Письменное задание a: Найдите в записях все строки, где встречается строка «surface», и перепишите их.

Текст страницы:
■ ■ ■
Архангел Михаил – один из самых почитаемых библейских персонажей, сразивший дьявола в облике дракона. Святая Екатерина – великомученица, одна из первых христианок, невероятно высоко ценившая свою девственность как символ преданности Христу, проповедница христианства. Раннехристианская святая Маргарита – тоже великомученица, тоже невеста Христова, замученная неудачливым женихом, тоже одержала победу над дьяволом, который впервые явился к ней в виде дракона.
Страшно подумать, о чем могла говорить с ними юная Жанна на протяжении четырех лет.
«Святые открыли, что именно мне суждено снять осаду с Орлеана, возвести дофина на трон и изгнать захватчиков из королевства», – сказала семнадцатилетняя Жанна, когда по научению голосов добралась до капитана города Вокулер Робера де Бодрикура и объявила о своей миссии.
■ ■ ■
Письменное задание b: Дословно перепишите фрагмент текста о Жанне, начиная со слов «Архангел Михаил –» и заканчивая словами «в виде дракона.».

Набор записей:
■ ■ ■
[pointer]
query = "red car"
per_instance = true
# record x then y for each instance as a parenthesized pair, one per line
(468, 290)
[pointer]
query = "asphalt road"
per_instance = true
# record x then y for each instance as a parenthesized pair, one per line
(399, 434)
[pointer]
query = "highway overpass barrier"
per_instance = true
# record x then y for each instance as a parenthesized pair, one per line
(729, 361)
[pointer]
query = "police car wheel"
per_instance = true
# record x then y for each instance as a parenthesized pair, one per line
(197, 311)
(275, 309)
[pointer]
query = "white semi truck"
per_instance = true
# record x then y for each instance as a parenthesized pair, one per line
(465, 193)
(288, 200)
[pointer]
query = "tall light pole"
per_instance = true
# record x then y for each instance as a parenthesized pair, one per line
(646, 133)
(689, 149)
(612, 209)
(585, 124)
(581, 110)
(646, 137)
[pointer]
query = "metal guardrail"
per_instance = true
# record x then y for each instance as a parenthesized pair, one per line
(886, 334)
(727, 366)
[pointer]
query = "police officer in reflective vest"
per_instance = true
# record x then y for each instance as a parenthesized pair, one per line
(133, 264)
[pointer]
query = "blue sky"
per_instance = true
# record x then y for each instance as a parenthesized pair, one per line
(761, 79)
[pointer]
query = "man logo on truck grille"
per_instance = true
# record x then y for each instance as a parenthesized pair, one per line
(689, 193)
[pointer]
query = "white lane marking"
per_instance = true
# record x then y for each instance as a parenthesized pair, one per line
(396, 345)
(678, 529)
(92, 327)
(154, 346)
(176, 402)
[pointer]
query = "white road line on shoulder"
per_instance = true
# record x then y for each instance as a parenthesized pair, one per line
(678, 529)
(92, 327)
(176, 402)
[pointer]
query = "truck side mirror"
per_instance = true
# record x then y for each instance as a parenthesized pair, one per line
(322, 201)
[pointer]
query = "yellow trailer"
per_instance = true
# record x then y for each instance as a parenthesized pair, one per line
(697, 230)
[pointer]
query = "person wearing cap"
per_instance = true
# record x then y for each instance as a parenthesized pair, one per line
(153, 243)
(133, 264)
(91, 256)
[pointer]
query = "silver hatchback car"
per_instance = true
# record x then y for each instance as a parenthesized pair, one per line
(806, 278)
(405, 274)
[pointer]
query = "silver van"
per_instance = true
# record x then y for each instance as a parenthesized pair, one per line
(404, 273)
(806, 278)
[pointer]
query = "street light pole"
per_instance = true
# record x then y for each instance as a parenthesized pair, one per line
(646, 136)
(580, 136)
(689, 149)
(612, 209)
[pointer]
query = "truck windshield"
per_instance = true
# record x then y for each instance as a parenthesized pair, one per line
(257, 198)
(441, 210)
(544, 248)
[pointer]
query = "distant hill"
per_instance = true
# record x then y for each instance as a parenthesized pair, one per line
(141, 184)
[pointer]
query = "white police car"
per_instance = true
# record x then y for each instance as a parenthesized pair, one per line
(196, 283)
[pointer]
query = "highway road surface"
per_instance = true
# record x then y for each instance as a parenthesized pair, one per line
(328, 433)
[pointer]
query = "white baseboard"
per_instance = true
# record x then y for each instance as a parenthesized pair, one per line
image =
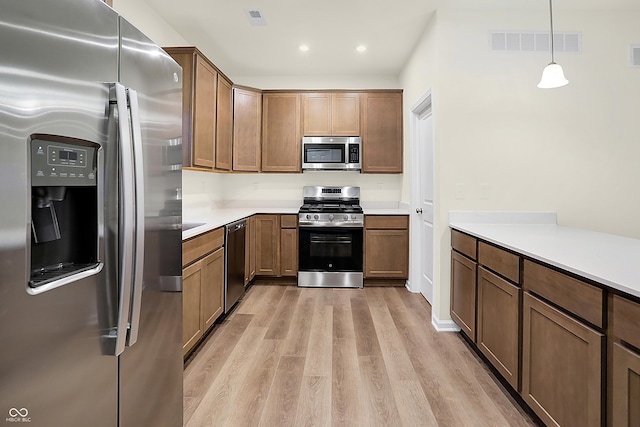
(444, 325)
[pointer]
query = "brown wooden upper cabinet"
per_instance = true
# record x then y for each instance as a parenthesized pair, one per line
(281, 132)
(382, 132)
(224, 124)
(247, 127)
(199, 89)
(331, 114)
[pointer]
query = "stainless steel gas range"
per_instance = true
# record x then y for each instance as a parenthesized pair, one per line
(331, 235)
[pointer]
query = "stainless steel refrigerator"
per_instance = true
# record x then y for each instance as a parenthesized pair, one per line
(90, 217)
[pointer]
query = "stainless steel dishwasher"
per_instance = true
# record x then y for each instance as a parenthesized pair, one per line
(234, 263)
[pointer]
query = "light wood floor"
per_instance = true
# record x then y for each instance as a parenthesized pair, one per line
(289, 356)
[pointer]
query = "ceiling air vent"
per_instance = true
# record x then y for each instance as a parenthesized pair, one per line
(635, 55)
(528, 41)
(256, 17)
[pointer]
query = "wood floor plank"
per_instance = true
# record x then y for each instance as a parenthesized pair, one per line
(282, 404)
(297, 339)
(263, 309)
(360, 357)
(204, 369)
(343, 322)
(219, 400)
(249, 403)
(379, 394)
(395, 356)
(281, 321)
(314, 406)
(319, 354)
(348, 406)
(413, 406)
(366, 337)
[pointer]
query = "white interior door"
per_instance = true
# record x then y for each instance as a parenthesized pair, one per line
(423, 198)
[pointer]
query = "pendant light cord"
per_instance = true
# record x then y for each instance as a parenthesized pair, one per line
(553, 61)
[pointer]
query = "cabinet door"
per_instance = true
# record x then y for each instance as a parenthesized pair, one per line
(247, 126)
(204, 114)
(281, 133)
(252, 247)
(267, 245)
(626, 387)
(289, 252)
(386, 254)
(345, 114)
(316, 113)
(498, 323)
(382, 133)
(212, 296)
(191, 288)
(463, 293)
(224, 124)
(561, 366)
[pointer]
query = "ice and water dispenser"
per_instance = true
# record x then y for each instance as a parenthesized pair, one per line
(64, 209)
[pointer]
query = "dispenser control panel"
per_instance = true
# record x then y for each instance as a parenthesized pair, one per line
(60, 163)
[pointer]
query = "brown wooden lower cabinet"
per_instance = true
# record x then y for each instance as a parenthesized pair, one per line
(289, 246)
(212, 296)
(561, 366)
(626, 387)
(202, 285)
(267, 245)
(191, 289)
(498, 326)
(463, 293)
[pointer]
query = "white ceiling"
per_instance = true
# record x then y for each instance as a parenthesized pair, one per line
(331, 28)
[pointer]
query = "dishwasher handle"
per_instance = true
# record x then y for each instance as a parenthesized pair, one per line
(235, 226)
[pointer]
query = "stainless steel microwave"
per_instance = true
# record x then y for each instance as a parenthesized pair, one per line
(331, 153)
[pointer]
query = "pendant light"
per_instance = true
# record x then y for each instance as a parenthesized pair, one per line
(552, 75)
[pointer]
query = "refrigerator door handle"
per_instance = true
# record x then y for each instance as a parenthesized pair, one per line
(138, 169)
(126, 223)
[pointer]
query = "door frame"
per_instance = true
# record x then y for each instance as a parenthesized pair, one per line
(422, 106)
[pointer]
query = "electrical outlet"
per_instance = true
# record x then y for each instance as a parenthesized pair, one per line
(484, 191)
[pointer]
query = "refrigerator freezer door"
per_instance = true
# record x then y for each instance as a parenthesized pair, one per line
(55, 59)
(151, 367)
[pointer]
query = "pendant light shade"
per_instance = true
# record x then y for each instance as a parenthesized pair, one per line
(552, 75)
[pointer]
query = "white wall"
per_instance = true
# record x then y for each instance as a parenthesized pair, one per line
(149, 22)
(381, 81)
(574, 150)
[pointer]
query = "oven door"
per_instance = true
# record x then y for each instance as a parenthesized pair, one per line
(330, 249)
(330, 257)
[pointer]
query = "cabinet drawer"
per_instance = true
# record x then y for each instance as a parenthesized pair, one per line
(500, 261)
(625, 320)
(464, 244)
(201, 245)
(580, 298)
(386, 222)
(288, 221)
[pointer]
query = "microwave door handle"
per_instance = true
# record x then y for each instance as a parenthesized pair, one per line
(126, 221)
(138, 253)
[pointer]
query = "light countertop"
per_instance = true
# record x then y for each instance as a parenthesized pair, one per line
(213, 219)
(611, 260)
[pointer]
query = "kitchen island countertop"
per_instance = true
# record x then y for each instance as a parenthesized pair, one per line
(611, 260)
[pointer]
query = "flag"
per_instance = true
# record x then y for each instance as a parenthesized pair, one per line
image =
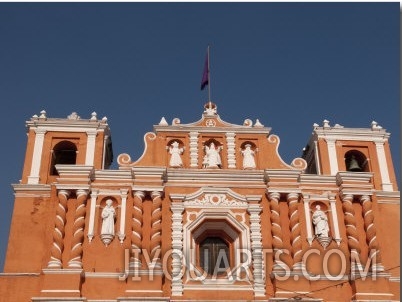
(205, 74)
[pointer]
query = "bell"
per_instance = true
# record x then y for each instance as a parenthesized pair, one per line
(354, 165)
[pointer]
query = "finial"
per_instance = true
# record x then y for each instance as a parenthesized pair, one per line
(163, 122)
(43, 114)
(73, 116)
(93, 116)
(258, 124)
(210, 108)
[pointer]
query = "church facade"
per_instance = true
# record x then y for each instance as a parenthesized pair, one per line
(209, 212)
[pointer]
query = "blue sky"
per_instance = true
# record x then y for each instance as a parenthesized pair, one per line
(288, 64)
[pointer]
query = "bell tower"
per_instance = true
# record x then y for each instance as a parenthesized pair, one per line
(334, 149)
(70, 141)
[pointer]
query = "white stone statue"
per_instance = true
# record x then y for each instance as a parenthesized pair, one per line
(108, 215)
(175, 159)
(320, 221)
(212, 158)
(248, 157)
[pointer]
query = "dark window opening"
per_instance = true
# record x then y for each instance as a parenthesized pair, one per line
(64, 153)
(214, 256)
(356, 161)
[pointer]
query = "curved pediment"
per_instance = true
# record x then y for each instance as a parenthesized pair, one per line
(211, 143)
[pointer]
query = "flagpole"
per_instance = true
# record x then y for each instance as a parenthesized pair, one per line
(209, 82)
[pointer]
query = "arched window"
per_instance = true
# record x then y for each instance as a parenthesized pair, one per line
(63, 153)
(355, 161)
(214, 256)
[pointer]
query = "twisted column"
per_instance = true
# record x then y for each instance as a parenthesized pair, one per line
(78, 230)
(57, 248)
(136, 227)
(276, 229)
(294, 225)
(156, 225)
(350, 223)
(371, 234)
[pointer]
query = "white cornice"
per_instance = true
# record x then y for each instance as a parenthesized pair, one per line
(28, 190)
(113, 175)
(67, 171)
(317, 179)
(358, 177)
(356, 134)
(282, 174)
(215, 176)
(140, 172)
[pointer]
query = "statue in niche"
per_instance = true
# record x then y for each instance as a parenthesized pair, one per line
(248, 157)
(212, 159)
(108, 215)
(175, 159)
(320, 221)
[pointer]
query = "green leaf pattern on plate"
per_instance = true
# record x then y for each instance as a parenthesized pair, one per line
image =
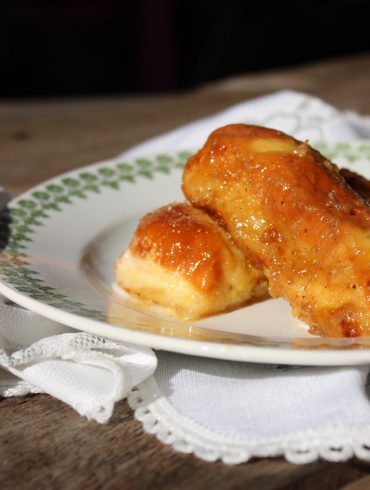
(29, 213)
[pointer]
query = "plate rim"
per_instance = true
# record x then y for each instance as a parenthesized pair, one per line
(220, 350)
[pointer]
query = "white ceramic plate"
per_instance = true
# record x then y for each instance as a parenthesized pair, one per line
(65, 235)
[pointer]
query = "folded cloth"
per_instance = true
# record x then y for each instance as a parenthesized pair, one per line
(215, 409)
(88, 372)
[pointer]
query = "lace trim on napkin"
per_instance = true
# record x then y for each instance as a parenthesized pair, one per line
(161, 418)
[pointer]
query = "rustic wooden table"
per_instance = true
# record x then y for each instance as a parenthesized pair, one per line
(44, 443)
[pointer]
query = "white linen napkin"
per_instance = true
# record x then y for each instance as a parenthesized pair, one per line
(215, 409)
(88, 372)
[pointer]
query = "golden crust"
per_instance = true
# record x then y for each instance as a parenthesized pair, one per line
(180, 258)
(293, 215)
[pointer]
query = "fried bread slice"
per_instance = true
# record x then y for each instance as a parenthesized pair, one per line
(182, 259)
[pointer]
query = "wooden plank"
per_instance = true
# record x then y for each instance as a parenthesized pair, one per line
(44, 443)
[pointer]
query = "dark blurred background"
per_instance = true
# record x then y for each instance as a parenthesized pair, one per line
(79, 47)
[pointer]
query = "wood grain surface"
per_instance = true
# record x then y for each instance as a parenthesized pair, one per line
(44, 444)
■ ■ ■
Правильный ответ a:
query = "highway road surface"
query = "wood grain surface"

Правильный ответ b:
Архангел Михаил – один из самых почитаемых библейских персонажей, сразивший дьявола в облике дракона. Святая Екатерина – великомученица, одна из первых христианок, невероятно высоко ценившая свою девственность как символ преданности Христу, проповедница христианства. Раннехристианская святая Маргарита – тоже великомученица, тоже невеста Христова, замученная неудачливым женихом, тоже одержала победу над дьяволом, который впервые явился к ней в виде дракона.